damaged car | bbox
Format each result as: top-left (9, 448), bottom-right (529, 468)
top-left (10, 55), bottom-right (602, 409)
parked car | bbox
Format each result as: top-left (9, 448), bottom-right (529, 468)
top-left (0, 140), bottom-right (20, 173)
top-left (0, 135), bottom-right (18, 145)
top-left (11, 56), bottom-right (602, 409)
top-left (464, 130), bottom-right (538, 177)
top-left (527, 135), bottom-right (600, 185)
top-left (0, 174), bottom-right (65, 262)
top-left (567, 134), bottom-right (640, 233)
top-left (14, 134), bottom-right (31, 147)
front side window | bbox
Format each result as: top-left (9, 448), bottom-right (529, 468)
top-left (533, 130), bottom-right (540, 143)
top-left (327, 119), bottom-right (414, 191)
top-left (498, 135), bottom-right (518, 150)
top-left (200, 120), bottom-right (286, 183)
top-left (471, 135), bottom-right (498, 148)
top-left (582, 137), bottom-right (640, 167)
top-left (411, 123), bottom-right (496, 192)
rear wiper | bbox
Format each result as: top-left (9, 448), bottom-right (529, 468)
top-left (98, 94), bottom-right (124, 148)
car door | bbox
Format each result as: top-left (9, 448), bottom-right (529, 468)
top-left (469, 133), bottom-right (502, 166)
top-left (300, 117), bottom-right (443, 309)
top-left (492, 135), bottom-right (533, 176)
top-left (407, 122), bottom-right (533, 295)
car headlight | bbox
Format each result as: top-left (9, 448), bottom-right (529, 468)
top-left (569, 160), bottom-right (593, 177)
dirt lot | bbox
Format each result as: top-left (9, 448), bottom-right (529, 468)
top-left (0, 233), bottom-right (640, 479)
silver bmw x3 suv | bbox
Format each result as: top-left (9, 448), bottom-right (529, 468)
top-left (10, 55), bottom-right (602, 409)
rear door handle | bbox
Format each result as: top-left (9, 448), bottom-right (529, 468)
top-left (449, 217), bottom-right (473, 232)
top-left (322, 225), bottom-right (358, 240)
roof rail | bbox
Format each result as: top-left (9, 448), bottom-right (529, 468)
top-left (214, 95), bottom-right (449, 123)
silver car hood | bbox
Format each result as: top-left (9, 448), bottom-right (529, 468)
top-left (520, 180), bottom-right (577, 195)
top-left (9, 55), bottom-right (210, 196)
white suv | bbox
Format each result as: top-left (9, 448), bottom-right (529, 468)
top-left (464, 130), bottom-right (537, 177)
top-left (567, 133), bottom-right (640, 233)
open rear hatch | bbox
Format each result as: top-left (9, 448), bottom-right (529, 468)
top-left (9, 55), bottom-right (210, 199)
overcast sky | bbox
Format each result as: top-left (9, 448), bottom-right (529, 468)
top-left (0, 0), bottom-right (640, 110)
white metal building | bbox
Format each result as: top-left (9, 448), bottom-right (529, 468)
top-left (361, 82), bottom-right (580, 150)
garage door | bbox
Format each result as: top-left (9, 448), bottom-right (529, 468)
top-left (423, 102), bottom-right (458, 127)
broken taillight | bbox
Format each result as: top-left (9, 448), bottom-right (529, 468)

━━━━━━

**GIVEN TASK**
Print every one of the rows above verbatim, changing nothing.

**THE REPLY**
damaged car | bbox
Format each result as: top-left (9, 448), bottom-right (529, 468)
top-left (10, 55), bottom-right (602, 409)
parked car | bbox
Format each result as: top-left (9, 448), bottom-right (529, 468)
top-left (0, 140), bottom-right (20, 173)
top-left (0, 135), bottom-right (18, 145)
top-left (11, 56), bottom-right (602, 409)
top-left (464, 130), bottom-right (538, 177)
top-left (527, 135), bottom-right (600, 185)
top-left (0, 174), bottom-right (65, 262)
top-left (567, 134), bottom-right (640, 233)
top-left (14, 134), bottom-right (31, 147)
front side window | bbox
Format each result as: top-left (9, 448), bottom-right (529, 468)
top-left (533, 130), bottom-right (540, 143)
top-left (327, 119), bottom-right (414, 191)
top-left (498, 135), bottom-right (518, 150)
top-left (200, 120), bottom-right (286, 183)
top-left (471, 135), bottom-right (498, 148)
top-left (582, 137), bottom-right (640, 167)
top-left (411, 123), bottom-right (496, 192)
rear wiper | bbox
Format each result as: top-left (9, 448), bottom-right (529, 468)
top-left (98, 94), bottom-right (124, 148)
car door | bbox
Format each result as: top-left (9, 448), bottom-right (529, 468)
top-left (469, 133), bottom-right (502, 166)
top-left (300, 117), bottom-right (443, 309)
top-left (492, 135), bottom-right (533, 176)
top-left (407, 122), bottom-right (533, 295)
car headlight | bbox
Format each result as: top-left (9, 448), bottom-right (529, 468)
top-left (569, 160), bottom-right (593, 177)
dirt lot | bbox
Format each result as: top-left (9, 448), bottom-right (529, 468)
top-left (0, 233), bottom-right (640, 479)
silver bmw x3 suv | bbox
Format each result as: top-left (9, 448), bottom-right (529, 468)
top-left (10, 55), bottom-right (602, 409)
rear door handle | bbox
Format each result as: top-left (9, 448), bottom-right (529, 468)
top-left (449, 217), bottom-right (473, 232)
top-left (322, 225), bottom-right (358, 240)
roof rail | bbox
Format each result as: top-left (9, 448), bottom-right (529, 468)
top-left (214, 95), bottom-right (449, 123)
silver car hood | bbox
Format each result as: top-left (9, 448), bottom-right (529, 468)
top-left (520, 180), bottom-right (577, 195)
top-left (9, 55), bottom-right (210, 196)
white suv | bbox
Format each result as: top-left (9, 448), bottom-right (529, 468)
top-left (464, 130), bottom-right (537, 177)
top-left (567, 133), bottom-right (640, 233)
open rear hatch | bbox
Format each result as: top-left (9, 448), bottom-right (529, 468)
top-left (9, 55), bottom-right (210, 199)
overcast sky | bbox
Format each result as: top-left (9, 448), bottom-right (529, 468)
top-left (0, 0), bottom-right (640, 110)
white metal building | bbox
Format each result as: top-left (9, 448), bottom-right (529, 468)
top-left (361, 82), bottom-right (580, 150)
garage door | bbox
Format each result as: top-left (9, 448), bottom-right (529, 468)
top-left (423, 102), bottom-right (458, 127)
broken taillight | bbox
Format each result as: top-left (9, 448), bottom-right (529, 468)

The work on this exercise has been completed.